WHAT IS REQUIRED. Return only these lines: the one that contains "Could you please locate the stack of" and every line after it through the end of the listing, exactly, without pictures.

╭─ SUPPLIED DATA

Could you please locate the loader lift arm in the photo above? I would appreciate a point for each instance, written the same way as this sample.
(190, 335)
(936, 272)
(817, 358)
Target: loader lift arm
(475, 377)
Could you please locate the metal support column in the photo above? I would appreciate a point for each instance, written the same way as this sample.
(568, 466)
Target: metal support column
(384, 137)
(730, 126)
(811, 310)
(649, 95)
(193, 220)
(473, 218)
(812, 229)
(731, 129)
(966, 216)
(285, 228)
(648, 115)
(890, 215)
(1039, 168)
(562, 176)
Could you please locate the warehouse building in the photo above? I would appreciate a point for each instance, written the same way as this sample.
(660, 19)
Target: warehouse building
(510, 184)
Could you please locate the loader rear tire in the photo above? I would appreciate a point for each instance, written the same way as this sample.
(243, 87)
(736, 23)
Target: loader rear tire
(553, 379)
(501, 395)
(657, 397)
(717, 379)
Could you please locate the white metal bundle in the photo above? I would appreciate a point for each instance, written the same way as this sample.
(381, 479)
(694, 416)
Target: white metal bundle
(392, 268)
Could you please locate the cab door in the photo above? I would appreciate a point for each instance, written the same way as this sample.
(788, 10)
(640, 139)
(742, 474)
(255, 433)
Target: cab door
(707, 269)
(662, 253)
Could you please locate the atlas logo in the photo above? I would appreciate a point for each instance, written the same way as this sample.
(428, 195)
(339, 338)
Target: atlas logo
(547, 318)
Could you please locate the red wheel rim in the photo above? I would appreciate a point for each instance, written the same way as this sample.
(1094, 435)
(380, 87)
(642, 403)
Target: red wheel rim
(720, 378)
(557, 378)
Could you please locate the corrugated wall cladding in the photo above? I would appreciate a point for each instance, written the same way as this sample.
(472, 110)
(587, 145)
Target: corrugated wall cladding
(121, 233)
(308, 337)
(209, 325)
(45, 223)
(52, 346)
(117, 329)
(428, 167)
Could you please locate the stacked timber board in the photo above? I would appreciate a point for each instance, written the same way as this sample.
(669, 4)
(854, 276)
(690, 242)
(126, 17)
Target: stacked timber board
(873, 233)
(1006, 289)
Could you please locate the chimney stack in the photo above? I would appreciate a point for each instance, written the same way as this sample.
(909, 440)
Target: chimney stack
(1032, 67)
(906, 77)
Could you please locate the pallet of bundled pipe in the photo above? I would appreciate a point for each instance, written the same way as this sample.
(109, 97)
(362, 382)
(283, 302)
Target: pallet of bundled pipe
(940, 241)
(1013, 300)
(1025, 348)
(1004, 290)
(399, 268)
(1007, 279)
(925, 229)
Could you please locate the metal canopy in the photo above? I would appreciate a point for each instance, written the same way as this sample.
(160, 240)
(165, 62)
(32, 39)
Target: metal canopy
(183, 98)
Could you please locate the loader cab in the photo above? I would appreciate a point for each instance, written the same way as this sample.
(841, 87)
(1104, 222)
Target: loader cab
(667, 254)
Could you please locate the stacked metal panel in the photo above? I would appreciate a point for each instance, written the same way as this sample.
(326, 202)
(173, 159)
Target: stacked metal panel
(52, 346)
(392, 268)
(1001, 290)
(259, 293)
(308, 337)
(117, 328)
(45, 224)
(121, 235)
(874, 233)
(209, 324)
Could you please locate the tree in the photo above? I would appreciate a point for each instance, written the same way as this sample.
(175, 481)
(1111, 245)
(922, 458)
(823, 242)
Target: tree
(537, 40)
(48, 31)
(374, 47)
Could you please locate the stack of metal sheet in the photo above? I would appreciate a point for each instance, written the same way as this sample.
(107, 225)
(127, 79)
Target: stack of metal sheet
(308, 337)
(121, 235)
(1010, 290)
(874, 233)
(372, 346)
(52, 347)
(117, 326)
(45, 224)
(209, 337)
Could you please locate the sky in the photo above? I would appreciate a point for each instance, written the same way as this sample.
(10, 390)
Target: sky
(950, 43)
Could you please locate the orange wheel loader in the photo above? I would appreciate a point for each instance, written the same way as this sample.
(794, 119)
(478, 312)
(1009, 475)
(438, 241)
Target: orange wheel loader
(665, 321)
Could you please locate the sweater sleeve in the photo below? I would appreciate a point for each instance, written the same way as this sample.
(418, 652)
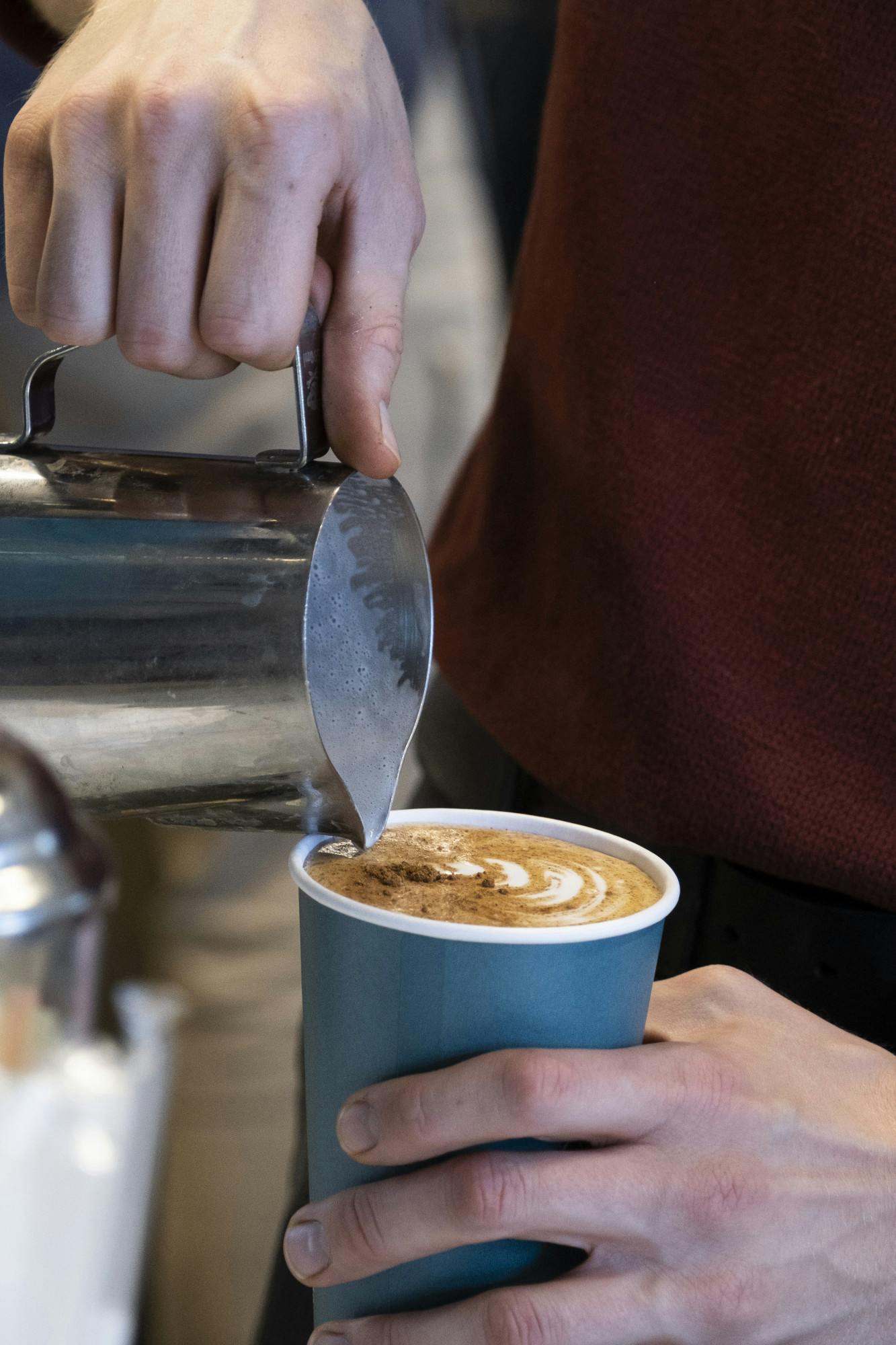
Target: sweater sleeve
(24, 30)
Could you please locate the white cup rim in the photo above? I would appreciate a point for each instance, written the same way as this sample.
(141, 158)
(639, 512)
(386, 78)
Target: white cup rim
(588, 837)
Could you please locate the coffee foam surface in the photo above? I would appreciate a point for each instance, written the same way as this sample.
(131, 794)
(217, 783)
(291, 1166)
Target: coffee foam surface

╰─

ANSWER TO THE PROBLEM.
Could you please locate the stack of metal sheet in the photo above? I would appreciate a point for each instance, written the same way as this sample.
(107, 225)
(127, 79)
Target: stack of metal sheet
(308, 337)
(121, 235)
(1010, 290)
(874, 233)
(372, 346)
(52, 347)
(117, 326)
(45, 224)
(209, 337)
Could you please locate the sky in the photo above? I would appreciate a point for each instance, written the same way as this sample.
(10, 390)
Target: sky
(950, 43)
Could you please locate the orange wheel loader in the photo above? I would appreciate a point for each instance, written the same way as this sample.
(794, 119)
(478, 312)
(1009, 475)
(438, 241)
Target: orange wheel loader
(665, 321)
Could you please locate the sweater sleeve in the photo below? I would appreciate a point for each instance, written the same way as this sample.
(418, 652)
Target: sweater sleeve
(24, 30)
Could you please locate the white cup rim in the photo above? I would appreciate a point for each instance, written the same way as this sample.
(141, 158)
(639, 512)
(386, 78)
Target: white cup rim
(588, 837)
Could you please locate the coffee foam surface in the photo above? I would appreciate a point for each instance, written the same way as this sample.
(131, 794)
(217, 783)
(291, 1166)
Target: coffee foam surface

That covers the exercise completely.